_KUTIPAN TEKS_:
================

PERANAN MADRASAH PADA MASA PENJAJAHAN
BELANDA DI KALIMANTAN SELATAN
Oleh:
Drs. H. Ramli Nawawi

PENGANTAR

Makalah yang berjudul Peranan Madrasah Pada Masa Penjajahan Belanada di Kalimantan Selatan ini dibuat dalam rangka kegiatan Seminar Sejarah Lokal yang diselenggarakan pada tanggal 1 s.d. 4 September 1982 di Denpasar Bali.

Penyusunan makalah ini berdasarkan metode perpustakaan dan wawancara. Kepustakaan diambil dari berbagai sumber berupa buku, catatan, dan tulisan-tulisan pada mass media. Sedangkan wawancara dilakukan terhadap tokoh yang banyak mengerahui masalah daerah Kalimantan Selatan.

Makalah disiapkan dalam waktu yang relatif singkat ini tentu saja jauh dari sempurna. Mudah-mudahan makalah yang sederhana ini dapat memberikan sumbangan terhadap usaha-usaha yang bermaksud menghimpun pengetahuan tentang sejarah tanah air Indonesia ini.

PENGAJIAN SYEKH MUHAMMAD ARSYAD AL BANJARI

Pengajian yang diselenggarakan Syekh Muhammad Arsyad Al Banjari (1710-1802) seorang ulama Islam dari daerah Kalimantan Selatan yang telah memiliki kealiman setelah belajar selama 30 tahun di Mekah dan Madinah, merupakan kegiatan pendidikan yang pertama diselenggarakan dalam rangka pembaharuan dan penyebaran lebih jauh agama Islam yang masuk ke daerah ini pada pertengahan abad ke 16.

Sistem yang dipakai dalam pengajian ini adalah sistem balagan (bandengan), namun di samping itu dilakukan juga sistem sorogan. Pada sistem balagan seorang guru membacakan dan menjelaskan isi sebuah kitab dikelilingi oleh sejumlah muridnya yang masing-masing memperhatikan kitabnya. Sedangkan sistem sorogan seorang guru hanya memberikan pelajaran ( tuntunan) pada seorang murid (santri) sehingga dapat memahami isi sebuah kitab.

Pada masa permulaan dari pengajian ini beliau secara khusus membimbing kedua cucunya yang bernama Muhammad As'ad dan Fatimah, sehingga keduanya tampil pertama kali sebagai ulama dan alamah yang kemudian menjadi guru bagi sekalian murid laki-laki dan sekalian murid perempuan.

================

_INFORMASI YANG DIBERIKAN_:

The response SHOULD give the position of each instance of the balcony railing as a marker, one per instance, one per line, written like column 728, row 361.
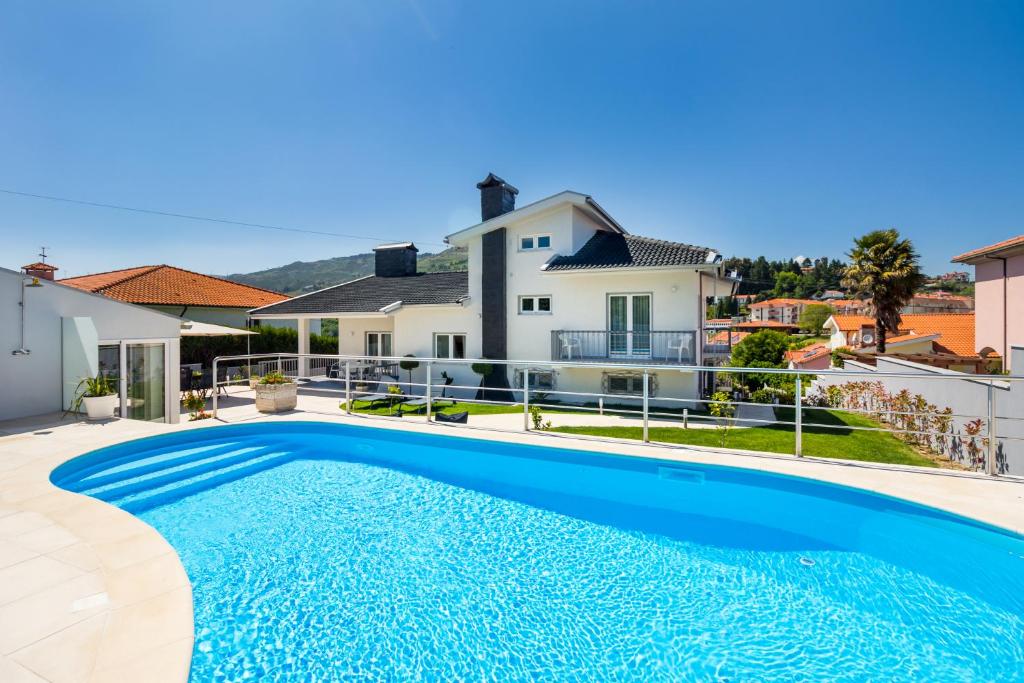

================

_TUJUAN LATIHAN_: Menurut kutipan teks, dari jenis sumber apa saja kepustakaan makalah tentang madrasah itu diambil? Sebutkan semuanya.

_JAWABAN YANG DIHARAPKAN_:
- buku
- catatan
- tulisan-tulisan pada mass media